╭─ SUPPLIED TEXT
Viridicatumtoxin B is a fungus-derived tetracycline-like antibiotic discovered in 2008. It was isolated from small amounts of penicillium fungi. A synthetic structure matching that of natural viridicatumtoxin B makes possible synthetic variants that match or surpass its antibiotic potency.

Analogs lacking a hydroxyl group were even more effective than the original against Gram-positive bacteria.

Concerns about solubility, biodegradation, availability and other issues must be resolved before clinical development begins.

History 

The substance was first isolated from the mycelium of liquid fermentation cultures of Penicillium species FR11.

Structure 

Based on mass spectrometry and nuclear magnetic resonance data, the substance was originally thought to be the 11a',12'-epoxide, but the structure was later revised.
╰─
• EXERCISES TO COMPLETE
a: From the viridicatumtoxin B text, extract everything from "Viridicatumtoxin B is" down to "was later revised.".
b: Using the viridicatumtoxin B text, answer the following questions:
(i) In what year was viridicatumtoxin B discovered?
(ii) From what was the substance first isolated?
(iii) Which analogs were more effective than the original against Gram-positive bacteria?
╭─ RAW DATA
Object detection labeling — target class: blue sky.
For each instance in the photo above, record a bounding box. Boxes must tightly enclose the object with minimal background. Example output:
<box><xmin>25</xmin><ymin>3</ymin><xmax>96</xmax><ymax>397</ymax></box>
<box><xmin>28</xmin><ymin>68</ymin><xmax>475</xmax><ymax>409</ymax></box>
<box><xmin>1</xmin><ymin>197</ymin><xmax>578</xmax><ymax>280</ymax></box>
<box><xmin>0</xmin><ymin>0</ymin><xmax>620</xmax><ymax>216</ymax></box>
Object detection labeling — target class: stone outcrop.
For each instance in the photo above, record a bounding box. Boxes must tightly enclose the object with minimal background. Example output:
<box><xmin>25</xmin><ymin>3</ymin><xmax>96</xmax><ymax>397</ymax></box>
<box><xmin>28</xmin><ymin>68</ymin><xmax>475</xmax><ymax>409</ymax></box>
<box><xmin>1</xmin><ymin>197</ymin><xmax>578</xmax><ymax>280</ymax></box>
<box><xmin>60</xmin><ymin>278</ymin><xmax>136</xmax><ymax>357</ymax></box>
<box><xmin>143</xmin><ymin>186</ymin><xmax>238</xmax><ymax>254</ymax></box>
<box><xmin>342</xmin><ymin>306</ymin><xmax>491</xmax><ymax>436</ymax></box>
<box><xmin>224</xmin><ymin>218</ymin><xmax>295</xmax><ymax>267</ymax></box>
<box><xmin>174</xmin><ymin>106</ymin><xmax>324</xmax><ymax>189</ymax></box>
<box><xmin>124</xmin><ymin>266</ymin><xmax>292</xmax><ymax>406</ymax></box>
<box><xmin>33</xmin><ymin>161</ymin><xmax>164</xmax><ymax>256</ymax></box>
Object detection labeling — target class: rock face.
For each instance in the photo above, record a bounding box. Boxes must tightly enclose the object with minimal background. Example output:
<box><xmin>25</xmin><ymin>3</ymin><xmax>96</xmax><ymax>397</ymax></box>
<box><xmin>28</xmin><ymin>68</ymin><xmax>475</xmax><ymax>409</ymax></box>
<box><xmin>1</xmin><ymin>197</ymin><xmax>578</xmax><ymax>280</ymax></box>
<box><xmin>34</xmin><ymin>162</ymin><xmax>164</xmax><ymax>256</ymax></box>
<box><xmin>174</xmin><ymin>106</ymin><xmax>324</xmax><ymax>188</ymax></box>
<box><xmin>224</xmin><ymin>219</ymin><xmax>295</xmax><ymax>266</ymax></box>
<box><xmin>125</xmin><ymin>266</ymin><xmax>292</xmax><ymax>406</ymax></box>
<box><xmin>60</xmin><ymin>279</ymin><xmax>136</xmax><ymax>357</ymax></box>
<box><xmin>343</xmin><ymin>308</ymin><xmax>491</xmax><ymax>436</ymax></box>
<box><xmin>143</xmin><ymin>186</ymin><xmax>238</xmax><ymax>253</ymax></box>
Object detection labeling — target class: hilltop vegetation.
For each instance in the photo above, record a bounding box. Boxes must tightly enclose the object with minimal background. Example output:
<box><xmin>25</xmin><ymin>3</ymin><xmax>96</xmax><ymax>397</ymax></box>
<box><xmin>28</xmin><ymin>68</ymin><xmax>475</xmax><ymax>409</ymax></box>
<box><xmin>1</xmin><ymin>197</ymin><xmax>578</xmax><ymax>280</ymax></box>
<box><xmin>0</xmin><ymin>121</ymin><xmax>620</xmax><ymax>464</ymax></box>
╰─
• RESPONSES BY ITEM NUMBER
a:
Viridicatumtoxin B is a fungus-derived tetracycline-like antibiotic discovered in 2008. It was isolated from small amounts of penicillium fungi. A synthetic structure matching that of natural viridicatumtoxin B makes possible synthetic variants that match or surpass its antibiotic potency.

Analogs lacking a hydroxyl group were even more effective than the original against Gram-positive bacteria.

Concerns about solubility, biodegradation, availability and other issues must be resolved before clinical development begins.

History 

The substance was first isolated from the mycelium of liquid fermentation cultures of Penicillium species FR11.

Structure 

Based on mass spectrometry and nuclear magnetic resonance data, the substance was originally thought to be the 11a',12'-epoxide, but the structure was later revised.

b:
(i) 2008
(ii) The mycelium of liquid fermentation cultures of Penicillium species FR11
(iii) Analogs lacking a hydroxyl group